> **The problem**
Please copy out the entries below, substituting "image coordinates" for each occurrence of "pixel coordinates" and leaving everything else unchanged.

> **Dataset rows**
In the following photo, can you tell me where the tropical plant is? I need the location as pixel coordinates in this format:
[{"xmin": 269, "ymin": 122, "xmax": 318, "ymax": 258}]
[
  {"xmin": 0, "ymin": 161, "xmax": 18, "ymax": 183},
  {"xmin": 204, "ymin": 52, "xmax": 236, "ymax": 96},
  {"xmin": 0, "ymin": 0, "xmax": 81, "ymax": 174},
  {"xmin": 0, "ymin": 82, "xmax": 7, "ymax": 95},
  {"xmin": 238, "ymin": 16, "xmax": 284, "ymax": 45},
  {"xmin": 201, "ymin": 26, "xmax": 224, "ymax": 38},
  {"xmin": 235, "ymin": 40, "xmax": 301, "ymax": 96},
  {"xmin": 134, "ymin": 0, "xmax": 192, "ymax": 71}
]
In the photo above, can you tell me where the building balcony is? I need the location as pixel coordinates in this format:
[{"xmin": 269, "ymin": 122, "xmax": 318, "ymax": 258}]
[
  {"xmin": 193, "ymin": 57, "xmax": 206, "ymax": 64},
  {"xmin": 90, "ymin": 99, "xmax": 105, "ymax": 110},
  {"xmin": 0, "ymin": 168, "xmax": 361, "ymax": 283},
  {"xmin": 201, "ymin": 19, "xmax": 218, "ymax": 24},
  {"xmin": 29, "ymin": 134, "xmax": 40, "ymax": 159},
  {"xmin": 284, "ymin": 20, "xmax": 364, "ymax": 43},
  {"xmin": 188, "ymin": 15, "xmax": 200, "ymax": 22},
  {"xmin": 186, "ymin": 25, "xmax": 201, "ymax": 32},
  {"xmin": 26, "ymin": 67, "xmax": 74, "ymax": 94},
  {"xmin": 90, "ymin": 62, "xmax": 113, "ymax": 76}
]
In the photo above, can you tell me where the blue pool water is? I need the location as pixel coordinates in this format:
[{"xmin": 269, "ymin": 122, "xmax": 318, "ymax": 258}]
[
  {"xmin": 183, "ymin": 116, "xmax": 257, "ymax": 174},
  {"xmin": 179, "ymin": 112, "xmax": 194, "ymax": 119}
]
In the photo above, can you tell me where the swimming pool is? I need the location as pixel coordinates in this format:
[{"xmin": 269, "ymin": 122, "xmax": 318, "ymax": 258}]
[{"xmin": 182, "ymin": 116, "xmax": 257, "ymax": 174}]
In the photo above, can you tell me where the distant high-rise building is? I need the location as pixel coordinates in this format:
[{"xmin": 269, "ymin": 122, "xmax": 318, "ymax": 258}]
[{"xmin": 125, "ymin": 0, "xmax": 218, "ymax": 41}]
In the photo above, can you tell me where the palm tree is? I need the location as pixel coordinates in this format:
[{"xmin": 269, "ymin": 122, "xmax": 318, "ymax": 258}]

> **Response below**
In the following photo, can you tell me where the tropical plant is? I need the location as image coordinates in this format:
[{"xmin": 269, "ymin": 122, "xmax": 318, "ymax": 258}]
[
  {"xmin": 0, "ymin": 161, "xmax": 18, "ymax": 183},
  {"xmin": 204, "ymin": 52, "xmax": 236, "ymax": 96},
  {"xmin": 0, "ymin": 0, "xmax": 81, "ymax": 174},
  {"xmin": 0, "ymin": 82, "xmax": 7, "ymax": 95},
  {"xmin": 238, "ymin": 16, "xmax": 284, "ymax": 45},
  {"xmin": 201, "ymin": 26, "xmax": 224, "ymax": 38},
  {"xmin": 235, "ymin": 40, "xmax": 301, "ymax": 96},
  {"xmin": 134, "ymin": 0, "xmax": 192, "ymax": 71}
]
In the photo above, can you tell me where the building balcony is? I need the location as image coordinates in this format:
[{"xmin": 269, "ymin": 122, "xmax": 318, "ymax": 258}]
[
  {"xmin": 193, "ymin": 57, "xmax": 206, "ymax": 64},
  {"xmin": 90, "ymin": 99, "xmax": 105, "ymax": 110},
  {"xmin": 0, "ymin": 168, "xmax": 361, "ymax": 283},
  {"xmin": 201, "ymin": 19, "xmax": 218, "ymax": 24},
  {"xmin": 29, "ymin": 134, "xmax": 40, "ymax": 159},
  {"xmin": 284, "ymin": 20, "xmax": 364, "ymax": 43},
  {"xmin": 188, "ymin": 15, "xmax": 200, "ymax": 22},
  {"xmin": 186, "ymin": 25, "xmax": 201, "ymax": 32},
  {"xmin": 26, "ymin": 67, "xmax": 74, "ymax": 94},
  {"xmin": 90, "ymin": 62, "xmax": 113, "ymax": 76}
]
In the photo above, can you tell me where the blue pool water is? I need the location as image coordinates in this format:
[{"xmin": 269, "ymin": 122, "xmax": 318, "ymax": 258}]
[
  {"xmin": 183, "ymin": 116, "xmax": 257, "ymax": 174},
  {"xmin": 179, "ymin": 112, "xmax": 194, "ymax": 119}
]
In the photo above, can you tell me where the swimming pool is? I need the location as image coordinates in this format:
[{"xmin": 269, "ymin": 122, "xmax": 318, "ymax": 258}]
[{"xmin": 182, "ymin": 116, "xmax": 257, "ymax": 174}]
In the photo above, can you tell me where the distant high-rise building is? I need the location as image coordinates in this format:
[{"xmin": 269, "ymin": 122, "xmax": 318, "ymax": 258}]
[{"xmin": 125, "ymin": 0, "xmax": 218, "ymax": 41}]
In the photo above, can you tell me where the palm tree is? I need the location as image coordinates in this format:
[{"xmin": 269, "ymin": 122, "xmax": 318, "ymax": 258}]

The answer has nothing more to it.